SET EXERCISE 1 — According to the MediaGoblin Docker page below, since which version has MediaGoblin natively supported Docker?

PAGE EXTRACT —
——————
MediaGoblin in Docker¶
Since version 0.14.0, Mediagoblin natively supports Docker. We push release versions of Mediagoblin as Docker images to the project’s Docker Hub account. This makes it easy for anyone to spin up a new service in Docker with no more prerequisite than the Docker runtime itself.
You can start a single standalone container using the official images published to Docker hub. For real deployments, it is however recommended to deploy a multi-container stack using, e.g., Docker Compose.
This page documents how to do either of those things.
Quickstart¶
A standalone container in charge of both serving and processing content can simply be started with
docker run --interactive --tty \ --publish=6543:6543 --volume=/PATH/TO/YOUR/DATA:/srv \ mediagoblin/mediagoblin:0.14.0.dev
This will download the official image from Docker Hub, and create a container running Mediagoblin. It will be accessible at http://localhost:6543.
The --publish
option (or -p
for short) makes the container’s port 6543
available to the host.
The --volume
option (-v
for short) mount a path from local filesystem
(/PATH/TO/YOUR/DATA
, in this example) into the container. This is where
Mediagoblin will store all its data. It can be empty initially, or have been
previously initialised.
The --interactive --tty
(or -it
) options are not strictly needed, but
they should allow you to terminate the running process by sending it a
Ctrl+C
, rather than having to use docker kill
.
Note
See further down in this section for more details on data persistence.
On first run of the container, the administrator’s password will be autogenerated, and shown (once, and only once) in the log output.
===============================================================================
NEW ADMINISTRATOR ACCOUNT CREATED
ADMIN_USER=admin
ADMIN_PASSWORD=<AUTOGENERATED PASSWORD>
ADMIN_EMAIL=admin@example.com
===============================================================================
Note
See further down in this section to learn how to choose or change the admin’s username, password or email.
First run¶
If all goes well, you should see the following output on first run.
usermod: no changes
Creating missing configuration file paste.ini ...
Creating missing configuration file mediagoblin.ini ...
Creating empty database mediagoblin.db ...
INFO [alembic.runtime.migration] Context impl SQLiteImpl.
INFO [alembic.runtime.migration] Will assume non-transactional DDL.
——————
(Stored data entries)

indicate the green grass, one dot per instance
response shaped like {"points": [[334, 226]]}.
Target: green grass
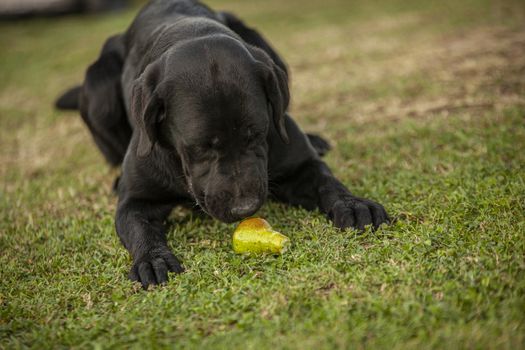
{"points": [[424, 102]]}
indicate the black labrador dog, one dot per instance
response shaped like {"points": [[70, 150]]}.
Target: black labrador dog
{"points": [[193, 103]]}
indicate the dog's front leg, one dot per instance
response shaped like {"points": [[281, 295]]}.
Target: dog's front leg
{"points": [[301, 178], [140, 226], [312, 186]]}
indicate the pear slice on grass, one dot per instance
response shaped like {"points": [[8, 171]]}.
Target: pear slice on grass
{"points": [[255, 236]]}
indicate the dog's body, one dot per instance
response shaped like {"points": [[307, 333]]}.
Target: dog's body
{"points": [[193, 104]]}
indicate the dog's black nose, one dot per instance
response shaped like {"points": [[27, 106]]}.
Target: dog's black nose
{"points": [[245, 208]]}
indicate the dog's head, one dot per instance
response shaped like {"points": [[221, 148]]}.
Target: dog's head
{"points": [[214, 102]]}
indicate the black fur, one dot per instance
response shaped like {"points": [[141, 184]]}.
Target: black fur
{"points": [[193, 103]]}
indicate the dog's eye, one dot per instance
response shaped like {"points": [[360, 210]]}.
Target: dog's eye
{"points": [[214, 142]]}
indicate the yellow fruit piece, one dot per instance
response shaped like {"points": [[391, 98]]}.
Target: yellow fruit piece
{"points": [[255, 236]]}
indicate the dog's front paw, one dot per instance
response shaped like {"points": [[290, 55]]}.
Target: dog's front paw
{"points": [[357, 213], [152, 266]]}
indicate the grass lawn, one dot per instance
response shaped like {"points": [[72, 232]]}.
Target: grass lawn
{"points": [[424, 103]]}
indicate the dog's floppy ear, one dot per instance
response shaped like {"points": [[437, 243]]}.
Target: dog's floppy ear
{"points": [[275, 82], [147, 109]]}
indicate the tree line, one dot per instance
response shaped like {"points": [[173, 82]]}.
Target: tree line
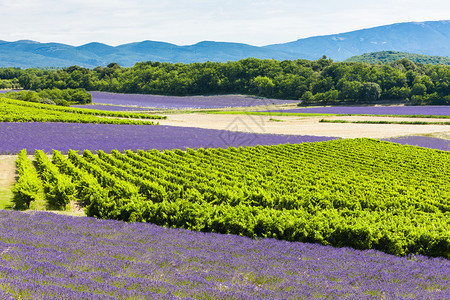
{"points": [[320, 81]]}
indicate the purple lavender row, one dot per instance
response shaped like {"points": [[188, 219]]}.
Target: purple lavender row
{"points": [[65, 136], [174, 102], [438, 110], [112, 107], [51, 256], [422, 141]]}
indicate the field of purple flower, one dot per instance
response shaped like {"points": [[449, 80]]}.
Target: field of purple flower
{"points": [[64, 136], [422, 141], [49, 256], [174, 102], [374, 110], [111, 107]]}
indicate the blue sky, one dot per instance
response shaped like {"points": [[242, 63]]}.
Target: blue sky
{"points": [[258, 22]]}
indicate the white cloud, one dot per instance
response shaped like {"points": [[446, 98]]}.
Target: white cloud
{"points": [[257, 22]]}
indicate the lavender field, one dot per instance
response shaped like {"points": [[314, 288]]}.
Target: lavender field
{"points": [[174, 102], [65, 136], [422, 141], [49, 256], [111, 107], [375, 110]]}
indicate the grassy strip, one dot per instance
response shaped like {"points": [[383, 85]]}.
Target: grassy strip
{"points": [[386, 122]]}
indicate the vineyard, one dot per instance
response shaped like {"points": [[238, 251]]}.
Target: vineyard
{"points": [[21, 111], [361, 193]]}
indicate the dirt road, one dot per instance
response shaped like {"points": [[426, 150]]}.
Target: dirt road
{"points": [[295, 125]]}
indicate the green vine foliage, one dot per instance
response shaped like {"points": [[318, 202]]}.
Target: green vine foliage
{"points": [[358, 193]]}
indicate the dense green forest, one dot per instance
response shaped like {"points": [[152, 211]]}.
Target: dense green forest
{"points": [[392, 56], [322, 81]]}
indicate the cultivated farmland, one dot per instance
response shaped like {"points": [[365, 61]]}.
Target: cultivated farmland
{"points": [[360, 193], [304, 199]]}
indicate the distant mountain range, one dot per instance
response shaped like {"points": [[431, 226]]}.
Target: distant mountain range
——————
SET EXERCISE 2 — Find every line of the records above that contains the string "piece", and copy each such line. Case counts when matching.

EXERCISE RESPONSE 1 — Version 0.14.0.

EXERCISE RESPONSE 2 —
indicate the yellow fruit piece, one dot per instance
Target: yellow fruit piece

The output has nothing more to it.